— BEGIN Document extract —

12 June 2003

When You Ride Alone You Ride With Bin Laden

At first glance, When You Ride ALONE, You Ride With Bin Laden struck me as a preachy spiel chastising Americans to pitch in and carpool together as our wartime (yes, the vague, non-specific "War on Terror) sacrifice for our nation. I was surprised to discover that the title was a takeoff on a 1943 WWII poster created by a government state side campaign plea to urge Americans to conserve oil by participating in car sharing pools. Interesting. Poster images from the WWII era and contemporary art created in the same fashion grace the pages of this Bill Maher mini rant journal.

Lots of big pictures and not too many pages in this book so those who shudder at the sight of lengthy prose should not be dissauded. Each chapter-ette is a concise 1-3 page Maher rant on some aspect of the post 9/11 American state.

— END Document extract —
— BEGIN Supplied entries —

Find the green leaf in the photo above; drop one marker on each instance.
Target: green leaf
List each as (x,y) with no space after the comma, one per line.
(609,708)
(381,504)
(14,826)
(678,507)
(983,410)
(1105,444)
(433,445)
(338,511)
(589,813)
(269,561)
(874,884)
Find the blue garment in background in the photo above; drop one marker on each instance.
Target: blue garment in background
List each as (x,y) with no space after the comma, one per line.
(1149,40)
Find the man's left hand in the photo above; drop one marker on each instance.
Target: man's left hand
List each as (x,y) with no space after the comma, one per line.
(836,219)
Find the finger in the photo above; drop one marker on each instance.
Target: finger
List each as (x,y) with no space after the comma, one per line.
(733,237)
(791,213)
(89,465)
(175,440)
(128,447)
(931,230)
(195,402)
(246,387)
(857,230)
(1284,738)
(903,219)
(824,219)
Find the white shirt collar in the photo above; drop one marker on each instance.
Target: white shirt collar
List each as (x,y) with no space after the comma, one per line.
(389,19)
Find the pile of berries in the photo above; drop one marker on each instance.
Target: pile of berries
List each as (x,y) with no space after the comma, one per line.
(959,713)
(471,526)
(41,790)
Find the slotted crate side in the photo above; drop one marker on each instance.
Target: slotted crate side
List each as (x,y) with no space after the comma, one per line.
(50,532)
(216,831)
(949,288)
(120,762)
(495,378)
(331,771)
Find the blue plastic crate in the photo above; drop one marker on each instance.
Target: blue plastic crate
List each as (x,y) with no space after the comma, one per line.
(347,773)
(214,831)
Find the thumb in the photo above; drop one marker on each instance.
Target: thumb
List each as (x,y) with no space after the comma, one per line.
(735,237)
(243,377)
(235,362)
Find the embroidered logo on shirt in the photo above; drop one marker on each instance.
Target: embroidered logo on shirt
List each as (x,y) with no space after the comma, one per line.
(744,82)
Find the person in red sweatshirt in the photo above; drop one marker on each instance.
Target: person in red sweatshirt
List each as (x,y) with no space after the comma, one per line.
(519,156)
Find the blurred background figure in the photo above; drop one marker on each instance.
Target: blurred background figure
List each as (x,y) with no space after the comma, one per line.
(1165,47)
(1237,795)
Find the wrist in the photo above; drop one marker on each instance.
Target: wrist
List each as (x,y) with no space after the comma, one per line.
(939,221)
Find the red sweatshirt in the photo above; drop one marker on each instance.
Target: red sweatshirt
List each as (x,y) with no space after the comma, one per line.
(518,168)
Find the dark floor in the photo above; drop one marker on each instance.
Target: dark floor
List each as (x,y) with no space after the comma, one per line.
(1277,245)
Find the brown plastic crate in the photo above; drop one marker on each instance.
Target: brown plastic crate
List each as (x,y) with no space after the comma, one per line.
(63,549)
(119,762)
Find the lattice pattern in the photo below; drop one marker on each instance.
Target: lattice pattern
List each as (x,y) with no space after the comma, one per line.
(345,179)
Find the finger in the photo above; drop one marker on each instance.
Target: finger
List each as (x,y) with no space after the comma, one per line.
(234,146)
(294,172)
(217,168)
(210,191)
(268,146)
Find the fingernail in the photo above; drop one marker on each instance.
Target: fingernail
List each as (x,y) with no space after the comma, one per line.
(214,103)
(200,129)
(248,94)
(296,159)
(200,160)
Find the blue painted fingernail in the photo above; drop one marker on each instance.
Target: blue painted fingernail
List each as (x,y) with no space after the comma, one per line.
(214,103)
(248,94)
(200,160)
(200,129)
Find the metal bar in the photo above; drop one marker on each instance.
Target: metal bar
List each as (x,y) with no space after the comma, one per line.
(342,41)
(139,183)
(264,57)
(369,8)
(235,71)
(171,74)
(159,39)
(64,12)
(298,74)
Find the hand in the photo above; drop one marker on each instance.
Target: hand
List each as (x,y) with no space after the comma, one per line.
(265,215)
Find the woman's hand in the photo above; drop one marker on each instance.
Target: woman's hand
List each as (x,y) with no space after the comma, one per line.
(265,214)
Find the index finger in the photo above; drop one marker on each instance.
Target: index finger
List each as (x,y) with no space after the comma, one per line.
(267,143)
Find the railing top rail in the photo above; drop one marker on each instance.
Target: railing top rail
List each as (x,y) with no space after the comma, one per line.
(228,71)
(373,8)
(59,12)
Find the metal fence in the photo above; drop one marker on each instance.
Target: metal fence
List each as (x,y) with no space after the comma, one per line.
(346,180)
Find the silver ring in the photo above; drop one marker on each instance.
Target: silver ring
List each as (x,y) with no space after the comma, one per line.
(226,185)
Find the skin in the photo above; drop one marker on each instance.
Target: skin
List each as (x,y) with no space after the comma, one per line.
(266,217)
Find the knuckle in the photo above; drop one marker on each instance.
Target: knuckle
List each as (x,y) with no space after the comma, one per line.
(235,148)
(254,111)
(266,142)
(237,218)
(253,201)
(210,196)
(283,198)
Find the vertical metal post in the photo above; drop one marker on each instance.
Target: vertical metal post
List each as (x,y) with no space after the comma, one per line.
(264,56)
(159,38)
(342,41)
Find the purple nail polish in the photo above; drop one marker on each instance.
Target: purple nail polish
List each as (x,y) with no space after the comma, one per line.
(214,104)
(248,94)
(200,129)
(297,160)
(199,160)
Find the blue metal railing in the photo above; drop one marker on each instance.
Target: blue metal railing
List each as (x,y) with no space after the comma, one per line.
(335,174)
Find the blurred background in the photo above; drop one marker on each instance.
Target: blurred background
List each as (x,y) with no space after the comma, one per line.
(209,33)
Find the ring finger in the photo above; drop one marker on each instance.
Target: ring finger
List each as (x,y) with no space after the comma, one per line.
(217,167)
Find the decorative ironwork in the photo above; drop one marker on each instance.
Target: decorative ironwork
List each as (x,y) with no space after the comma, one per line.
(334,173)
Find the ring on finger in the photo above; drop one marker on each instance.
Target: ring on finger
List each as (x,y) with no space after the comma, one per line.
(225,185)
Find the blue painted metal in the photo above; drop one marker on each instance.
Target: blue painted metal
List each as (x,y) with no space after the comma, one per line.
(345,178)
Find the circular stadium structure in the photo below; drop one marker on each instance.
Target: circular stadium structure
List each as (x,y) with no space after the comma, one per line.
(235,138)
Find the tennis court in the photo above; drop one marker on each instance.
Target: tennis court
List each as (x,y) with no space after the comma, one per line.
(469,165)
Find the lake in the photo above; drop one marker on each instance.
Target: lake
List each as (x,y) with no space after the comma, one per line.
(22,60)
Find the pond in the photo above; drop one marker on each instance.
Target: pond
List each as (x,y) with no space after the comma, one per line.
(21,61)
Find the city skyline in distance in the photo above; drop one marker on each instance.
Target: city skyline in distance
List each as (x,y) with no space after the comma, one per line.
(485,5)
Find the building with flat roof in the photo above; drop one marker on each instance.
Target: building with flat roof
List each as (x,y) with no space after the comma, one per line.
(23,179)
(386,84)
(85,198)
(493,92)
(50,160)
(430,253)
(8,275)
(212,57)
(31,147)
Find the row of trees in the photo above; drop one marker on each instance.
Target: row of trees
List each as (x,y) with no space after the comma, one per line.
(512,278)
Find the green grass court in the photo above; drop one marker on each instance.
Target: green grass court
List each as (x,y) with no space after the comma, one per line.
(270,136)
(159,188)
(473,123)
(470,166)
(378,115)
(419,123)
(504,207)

— END Supplied entries —

* Task objective:
Continue the review of the Bill Maher book above, picking up right after its last sentence.

* Answer for this exercise:
For anyone who is familiar with Maher's act, the verbal fare is fairly predictable. He lashes out against the War on Drugs. He expresses disappointment that political correctness sensitivity is still pervasive as he figured it would have receded in wake of a terrorist attack. Profiling Arab terrorists is a necessary action, he says. One of my favorite parts of the book is where Maher takes aim at the fraudulent pretense of patriotism - whether it be attaching a mini US flag made in China to your automobile or consumers continuing to wallow in extravagant self indulgence. That doing any more or doing any less is wrong because, then the terrorists win. He wanes nostalgic about the wartime days of the 40s and 50s where prominent athletes and film stars volunteered to fight but now the sole exception is former Arizona Cardinal Pat Tillman who heroically enlisited in the Army Rangers. Blasts are taken at Bush and political leaders of both parties - and the heavy handed nature of the administration's efforts to quell dissent are decried.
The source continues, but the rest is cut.